Can you reproduce, word for word, the part of the emotional speech synthesis article starting at "DOI: 10.2991/jrnal.k.200528.007 How" and ending at "4.0 license (http://creativecommons.org/licenses/by-nc/4.0/)."?

Text extract:
______
Speech Synthesis of Emotions in a Sentence using Vowel Features

Rintaro Makino; Yasunari Yoshitomi; Taro Asada; Masayoshi Tabuse

doi:10.2991/jrnal.k.200528.007

<Previous Article In Issue

Download article (PDF)

Next Article In Issue>

Volume 7, Issue 2, September 2020, Pages 107 - 110

Speech Synthesis of Emotions in a Sentence using Vowel Features

Authors

Rintaro Makino¹, Yasunari Yoshitomi²^{, *}, Taro Asada², Masayoshi Tabuse²

¹UX Solution Department UX Division, Customer Platform Promotion Division, SoftBank Corp., 1-9-1 Higashi-shimbashi, Minato-ku, Tokyo 105-7317, Japan

²Graduate School of Life and Environmental Sciences, Kyoto Prefectural University, 1-5 Nakaragi-cho, Shimogamo, Sakyo-ku, Kyoto 606-8522, Japan

^*Corresponding author. Email: yoshitomi@kpu.ac.jp

Corresponding Author

Yasunari Yoshitomi

Received 14 November 2019, Accepted 28 April 2020, Available Online 2 June 2020.

DOI: 10.2991/jrnal.k.200528.007 How to use a DOI?
Keywords: Emotional speech; feature parameter; emotional synthetic speech; vowel; sentence
Abstract: We previously proposed a method for adding emotions to synthetic speech using the vowel features of a speaker. For the initial investigation in this earlier study, we used utterances of Japanese names to demonstrate the method. In the present study, we use the proposed method to construct emotional synthetic speech for a sentence formed from the emotional speech of a single male subject and produce results that are discriminable with good accuracy.
Copyright: © 2020 The Authors. Published by Atlantis Press SARL.
Open Access: This is an open access article distributed under the CC BY-NC 4.0 license (http://creativecommons.org/licenses/by-nc/4.0/).

1. INTRODUCTION

Recently, methods for adding emotions to synthetic speech have received considerable attention in the field of speech synthesis research [1–8]. To generate emotional synthetic speech, it is necessary to control the prosodic features of the utterances. Natural language is mainly composed of vowels and consonants. The Japanese language has five vowels. A vowel has a more dominant impact on the listener’s impression than does a consonant, primarily because a vowel has a longer utterance time and larger amplitude in comparison to a consonant. We previously proposed a case-based method for generating emotional synthetic speech by exploiting the characteristics of maximum amplitude and utterance time for vowels, as obtained by using a speech recognition system, together with the fundamental frequency of emotional speech [9].

In an earlier study [10], we proposed an approach that further improved the method described in Boku et al. [9] by controlling the fundamental frequency of the emotional synthetic speech. The advantage of this earlier study [10] over prior research [1–8] was the usage of the vowel feature in emotional speech to generate synthetic emotional speech. In the previous study [10], the speech included only Japanese names.
______
Dataset extract:

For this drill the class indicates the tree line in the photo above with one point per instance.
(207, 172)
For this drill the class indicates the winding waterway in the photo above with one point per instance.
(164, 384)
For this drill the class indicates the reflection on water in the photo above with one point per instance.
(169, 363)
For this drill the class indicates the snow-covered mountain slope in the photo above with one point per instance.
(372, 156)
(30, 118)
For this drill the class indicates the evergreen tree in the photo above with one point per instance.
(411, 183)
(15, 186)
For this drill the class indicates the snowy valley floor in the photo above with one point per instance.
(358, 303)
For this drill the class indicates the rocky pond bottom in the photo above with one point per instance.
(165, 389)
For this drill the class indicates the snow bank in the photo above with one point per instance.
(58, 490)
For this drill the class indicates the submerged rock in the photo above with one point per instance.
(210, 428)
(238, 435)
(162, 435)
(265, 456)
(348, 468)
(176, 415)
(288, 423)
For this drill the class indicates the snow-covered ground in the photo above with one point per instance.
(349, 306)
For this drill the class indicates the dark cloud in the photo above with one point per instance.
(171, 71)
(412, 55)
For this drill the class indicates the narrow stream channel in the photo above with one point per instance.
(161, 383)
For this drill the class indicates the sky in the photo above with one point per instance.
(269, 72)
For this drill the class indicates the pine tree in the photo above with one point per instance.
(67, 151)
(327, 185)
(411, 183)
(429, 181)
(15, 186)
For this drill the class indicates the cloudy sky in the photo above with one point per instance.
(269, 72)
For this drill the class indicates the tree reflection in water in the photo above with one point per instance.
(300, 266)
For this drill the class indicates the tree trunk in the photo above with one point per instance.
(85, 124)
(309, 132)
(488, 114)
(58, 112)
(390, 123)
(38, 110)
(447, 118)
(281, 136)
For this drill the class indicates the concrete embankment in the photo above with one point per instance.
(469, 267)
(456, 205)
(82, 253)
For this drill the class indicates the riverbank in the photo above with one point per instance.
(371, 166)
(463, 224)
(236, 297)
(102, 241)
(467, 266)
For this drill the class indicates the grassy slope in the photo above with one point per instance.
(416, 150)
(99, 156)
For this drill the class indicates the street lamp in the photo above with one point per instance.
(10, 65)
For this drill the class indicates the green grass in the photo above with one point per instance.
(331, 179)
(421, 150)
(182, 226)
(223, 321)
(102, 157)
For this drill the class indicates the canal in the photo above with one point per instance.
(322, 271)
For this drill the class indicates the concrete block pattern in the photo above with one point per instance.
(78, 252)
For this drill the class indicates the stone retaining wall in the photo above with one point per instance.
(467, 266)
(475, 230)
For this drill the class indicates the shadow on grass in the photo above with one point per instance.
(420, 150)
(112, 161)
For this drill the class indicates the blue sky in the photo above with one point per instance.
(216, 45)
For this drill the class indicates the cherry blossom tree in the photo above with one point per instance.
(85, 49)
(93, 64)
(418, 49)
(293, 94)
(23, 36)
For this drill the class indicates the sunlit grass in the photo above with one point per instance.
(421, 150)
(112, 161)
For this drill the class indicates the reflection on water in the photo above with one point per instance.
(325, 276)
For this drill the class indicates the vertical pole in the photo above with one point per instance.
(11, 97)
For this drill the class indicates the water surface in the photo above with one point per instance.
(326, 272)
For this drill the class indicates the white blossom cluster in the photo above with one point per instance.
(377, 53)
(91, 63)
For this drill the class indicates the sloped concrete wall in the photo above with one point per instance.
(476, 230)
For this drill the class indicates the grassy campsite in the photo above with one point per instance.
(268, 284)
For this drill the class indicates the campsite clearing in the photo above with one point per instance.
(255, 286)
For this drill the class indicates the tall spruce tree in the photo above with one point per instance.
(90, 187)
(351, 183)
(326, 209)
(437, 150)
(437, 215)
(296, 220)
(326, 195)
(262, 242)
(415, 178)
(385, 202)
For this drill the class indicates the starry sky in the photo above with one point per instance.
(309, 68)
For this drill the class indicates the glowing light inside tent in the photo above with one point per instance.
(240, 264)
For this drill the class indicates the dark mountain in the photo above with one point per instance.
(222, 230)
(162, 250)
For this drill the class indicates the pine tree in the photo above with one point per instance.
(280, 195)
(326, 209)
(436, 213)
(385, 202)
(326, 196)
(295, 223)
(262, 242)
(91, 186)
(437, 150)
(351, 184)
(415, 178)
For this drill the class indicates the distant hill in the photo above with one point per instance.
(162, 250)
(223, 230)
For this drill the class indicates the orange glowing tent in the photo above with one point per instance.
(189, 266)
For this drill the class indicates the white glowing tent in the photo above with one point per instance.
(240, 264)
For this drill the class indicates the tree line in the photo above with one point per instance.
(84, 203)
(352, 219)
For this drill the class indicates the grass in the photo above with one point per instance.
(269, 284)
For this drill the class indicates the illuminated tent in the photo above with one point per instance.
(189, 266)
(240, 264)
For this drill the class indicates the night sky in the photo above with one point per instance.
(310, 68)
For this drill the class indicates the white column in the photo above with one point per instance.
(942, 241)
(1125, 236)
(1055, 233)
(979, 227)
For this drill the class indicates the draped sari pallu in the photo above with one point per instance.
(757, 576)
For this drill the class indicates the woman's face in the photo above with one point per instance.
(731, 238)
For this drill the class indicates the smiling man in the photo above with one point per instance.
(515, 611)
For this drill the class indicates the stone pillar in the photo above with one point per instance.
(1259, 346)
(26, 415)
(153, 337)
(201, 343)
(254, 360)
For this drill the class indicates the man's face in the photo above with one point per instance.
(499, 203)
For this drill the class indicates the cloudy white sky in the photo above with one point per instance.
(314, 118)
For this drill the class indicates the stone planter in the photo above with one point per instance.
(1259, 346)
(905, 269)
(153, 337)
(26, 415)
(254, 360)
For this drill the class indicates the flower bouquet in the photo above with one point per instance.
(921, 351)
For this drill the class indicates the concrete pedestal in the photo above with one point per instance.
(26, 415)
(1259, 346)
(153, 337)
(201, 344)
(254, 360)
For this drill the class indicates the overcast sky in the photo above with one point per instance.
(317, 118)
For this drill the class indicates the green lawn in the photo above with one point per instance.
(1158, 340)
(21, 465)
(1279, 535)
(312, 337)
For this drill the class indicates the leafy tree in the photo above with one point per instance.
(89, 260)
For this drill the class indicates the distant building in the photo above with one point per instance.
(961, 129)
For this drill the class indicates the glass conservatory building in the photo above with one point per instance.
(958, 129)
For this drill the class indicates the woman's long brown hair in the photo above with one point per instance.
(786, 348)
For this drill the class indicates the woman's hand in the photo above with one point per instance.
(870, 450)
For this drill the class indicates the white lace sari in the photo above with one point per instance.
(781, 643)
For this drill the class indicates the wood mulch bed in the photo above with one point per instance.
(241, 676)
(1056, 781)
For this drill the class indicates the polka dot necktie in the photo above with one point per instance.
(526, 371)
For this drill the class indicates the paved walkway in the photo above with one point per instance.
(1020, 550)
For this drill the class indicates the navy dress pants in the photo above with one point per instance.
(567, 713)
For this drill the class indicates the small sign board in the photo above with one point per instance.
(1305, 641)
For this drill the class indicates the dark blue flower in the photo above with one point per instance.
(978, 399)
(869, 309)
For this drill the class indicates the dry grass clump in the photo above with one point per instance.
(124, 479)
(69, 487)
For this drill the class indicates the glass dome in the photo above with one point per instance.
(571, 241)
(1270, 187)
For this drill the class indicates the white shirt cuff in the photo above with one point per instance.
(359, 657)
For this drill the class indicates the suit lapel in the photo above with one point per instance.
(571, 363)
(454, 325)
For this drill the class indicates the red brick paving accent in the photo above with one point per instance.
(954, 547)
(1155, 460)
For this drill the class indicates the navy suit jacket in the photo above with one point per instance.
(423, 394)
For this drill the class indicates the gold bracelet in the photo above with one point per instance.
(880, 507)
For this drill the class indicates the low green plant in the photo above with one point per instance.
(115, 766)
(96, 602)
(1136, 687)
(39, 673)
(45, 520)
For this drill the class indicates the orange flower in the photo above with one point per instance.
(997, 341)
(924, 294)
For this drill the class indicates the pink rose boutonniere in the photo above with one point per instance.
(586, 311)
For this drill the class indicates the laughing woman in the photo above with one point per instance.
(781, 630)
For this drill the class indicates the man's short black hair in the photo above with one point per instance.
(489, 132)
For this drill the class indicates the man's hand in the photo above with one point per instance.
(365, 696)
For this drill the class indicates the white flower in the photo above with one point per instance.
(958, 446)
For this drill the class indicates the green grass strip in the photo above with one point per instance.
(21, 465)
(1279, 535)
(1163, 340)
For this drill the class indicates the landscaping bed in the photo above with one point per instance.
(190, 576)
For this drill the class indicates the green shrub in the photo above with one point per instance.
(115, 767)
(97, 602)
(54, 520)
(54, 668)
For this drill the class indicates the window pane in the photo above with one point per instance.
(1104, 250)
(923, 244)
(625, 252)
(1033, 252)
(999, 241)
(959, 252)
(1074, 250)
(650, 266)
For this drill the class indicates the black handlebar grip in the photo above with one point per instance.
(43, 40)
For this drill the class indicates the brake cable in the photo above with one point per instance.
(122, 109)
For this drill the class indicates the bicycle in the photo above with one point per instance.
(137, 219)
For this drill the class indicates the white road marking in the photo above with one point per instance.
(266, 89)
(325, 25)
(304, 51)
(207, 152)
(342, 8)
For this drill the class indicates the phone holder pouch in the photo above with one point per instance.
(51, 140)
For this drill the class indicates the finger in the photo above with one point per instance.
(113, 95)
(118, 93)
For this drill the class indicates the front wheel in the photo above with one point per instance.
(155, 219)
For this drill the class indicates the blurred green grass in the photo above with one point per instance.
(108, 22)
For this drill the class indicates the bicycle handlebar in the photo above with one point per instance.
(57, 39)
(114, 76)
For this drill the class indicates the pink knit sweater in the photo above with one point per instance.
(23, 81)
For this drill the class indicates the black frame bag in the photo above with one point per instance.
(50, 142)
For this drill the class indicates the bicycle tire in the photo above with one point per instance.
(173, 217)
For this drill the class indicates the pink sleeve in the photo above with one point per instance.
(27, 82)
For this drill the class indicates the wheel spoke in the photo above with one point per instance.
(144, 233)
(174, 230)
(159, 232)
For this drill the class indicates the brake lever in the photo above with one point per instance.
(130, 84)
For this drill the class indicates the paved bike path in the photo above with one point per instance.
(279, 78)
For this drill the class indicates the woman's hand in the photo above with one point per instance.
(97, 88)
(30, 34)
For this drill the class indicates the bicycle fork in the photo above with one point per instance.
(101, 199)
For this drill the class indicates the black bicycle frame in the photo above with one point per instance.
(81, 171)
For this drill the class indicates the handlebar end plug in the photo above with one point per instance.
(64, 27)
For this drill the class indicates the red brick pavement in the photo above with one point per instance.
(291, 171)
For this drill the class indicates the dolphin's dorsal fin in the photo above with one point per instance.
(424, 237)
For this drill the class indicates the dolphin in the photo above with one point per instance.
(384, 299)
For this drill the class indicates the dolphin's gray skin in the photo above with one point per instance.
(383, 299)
______
Result of the exercise:
DOI: 10.2991/jrnal.k.200528.007 How to use a DOI?
Keywords: Emotional speech; feature parameter; emotional synthetic speech; vowel; sentence
Abstract: We previously proposed a method for adding emotions to synthetic speech using the vowel features of a speaker. For the initial investigation in this earlier study, we used utterances of Japanese names to demonstrate the method. In the present study, we use the proposed method to construct emotional synthetic speech for a sentence formed from the emotional speech of a single male subject and produce results that are discriminable with good accuracy.
Copyright: © 2020 The Authors. Published by Atlantis Press SARL.
Open Access: This is an open access article distributed under the CC BY-NC 4.0 license (http://creativecommons.org/licenses/by-nc/4.0/).